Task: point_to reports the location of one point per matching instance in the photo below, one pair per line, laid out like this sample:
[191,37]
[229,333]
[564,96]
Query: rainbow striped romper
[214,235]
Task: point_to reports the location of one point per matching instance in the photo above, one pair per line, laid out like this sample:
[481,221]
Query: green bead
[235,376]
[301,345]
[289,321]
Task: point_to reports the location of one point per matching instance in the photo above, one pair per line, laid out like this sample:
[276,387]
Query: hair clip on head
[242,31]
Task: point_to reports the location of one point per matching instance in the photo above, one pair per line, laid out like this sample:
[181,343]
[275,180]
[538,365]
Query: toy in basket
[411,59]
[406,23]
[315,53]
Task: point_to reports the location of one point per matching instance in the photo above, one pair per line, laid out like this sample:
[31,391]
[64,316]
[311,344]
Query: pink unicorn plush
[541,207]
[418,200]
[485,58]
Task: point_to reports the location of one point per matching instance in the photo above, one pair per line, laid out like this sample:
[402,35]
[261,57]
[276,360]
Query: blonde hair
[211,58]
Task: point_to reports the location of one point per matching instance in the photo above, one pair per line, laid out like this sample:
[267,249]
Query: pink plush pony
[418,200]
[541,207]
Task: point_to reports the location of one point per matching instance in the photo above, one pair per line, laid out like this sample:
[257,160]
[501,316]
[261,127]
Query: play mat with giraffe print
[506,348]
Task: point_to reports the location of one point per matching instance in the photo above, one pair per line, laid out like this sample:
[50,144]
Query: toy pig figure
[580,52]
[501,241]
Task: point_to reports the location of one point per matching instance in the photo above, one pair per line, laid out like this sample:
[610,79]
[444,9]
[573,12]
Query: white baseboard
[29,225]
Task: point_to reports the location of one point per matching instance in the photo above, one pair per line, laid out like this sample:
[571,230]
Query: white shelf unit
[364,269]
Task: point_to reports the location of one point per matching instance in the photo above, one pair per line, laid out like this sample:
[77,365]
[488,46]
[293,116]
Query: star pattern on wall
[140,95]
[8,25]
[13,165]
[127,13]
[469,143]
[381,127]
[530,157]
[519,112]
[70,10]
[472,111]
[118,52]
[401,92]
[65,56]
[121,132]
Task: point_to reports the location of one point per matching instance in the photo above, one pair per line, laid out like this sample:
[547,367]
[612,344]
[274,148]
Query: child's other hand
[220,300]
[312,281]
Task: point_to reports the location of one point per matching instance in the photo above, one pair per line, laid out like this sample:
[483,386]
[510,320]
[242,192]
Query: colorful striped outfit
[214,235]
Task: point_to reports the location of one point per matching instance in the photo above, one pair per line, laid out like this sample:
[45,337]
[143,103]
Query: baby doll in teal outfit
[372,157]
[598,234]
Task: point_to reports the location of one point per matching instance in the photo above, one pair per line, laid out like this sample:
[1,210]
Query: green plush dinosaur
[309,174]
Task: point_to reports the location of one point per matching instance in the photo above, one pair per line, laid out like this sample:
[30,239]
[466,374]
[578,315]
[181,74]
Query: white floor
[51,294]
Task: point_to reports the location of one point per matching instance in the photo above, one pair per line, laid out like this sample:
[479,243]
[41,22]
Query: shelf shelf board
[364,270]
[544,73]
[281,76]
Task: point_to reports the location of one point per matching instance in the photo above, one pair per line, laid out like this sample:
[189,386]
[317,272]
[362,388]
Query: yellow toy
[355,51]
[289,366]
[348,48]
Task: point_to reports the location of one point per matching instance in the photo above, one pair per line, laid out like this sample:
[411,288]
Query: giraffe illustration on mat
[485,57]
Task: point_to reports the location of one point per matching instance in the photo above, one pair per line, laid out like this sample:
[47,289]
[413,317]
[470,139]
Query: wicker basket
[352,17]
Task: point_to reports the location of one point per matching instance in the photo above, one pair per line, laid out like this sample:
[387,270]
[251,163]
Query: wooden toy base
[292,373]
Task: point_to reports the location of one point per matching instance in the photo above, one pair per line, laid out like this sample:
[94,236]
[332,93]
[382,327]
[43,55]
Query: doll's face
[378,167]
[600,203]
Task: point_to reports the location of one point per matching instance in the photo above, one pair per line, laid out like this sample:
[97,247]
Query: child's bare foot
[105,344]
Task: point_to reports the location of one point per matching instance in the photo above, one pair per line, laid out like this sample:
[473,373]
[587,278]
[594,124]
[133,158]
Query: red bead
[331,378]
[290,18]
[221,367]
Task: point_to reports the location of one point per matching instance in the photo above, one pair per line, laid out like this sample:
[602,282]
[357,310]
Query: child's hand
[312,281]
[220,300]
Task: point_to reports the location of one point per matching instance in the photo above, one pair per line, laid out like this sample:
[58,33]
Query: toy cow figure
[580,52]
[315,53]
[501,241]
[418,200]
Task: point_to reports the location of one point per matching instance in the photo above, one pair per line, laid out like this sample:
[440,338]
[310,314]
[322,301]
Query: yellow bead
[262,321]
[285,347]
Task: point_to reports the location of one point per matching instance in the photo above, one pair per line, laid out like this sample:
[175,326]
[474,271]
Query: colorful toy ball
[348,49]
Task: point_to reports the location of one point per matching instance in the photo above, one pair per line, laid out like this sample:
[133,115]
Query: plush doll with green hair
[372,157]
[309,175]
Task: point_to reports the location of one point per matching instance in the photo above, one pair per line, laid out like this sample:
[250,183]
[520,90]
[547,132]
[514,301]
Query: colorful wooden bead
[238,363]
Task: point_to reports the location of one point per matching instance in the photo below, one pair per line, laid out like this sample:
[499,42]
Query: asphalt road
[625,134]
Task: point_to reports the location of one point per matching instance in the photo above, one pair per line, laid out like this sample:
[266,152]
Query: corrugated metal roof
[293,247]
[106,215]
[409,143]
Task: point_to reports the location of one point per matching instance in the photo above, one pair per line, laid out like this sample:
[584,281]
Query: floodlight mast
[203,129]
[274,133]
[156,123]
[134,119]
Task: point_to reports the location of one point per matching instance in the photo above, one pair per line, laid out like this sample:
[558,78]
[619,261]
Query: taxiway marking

• _PROBLEM REQUIREMENTS_: Count the lines of the records above that contain the word "plush", and give only that number.

• _OUTPUT OF THE EXERCISE_: 4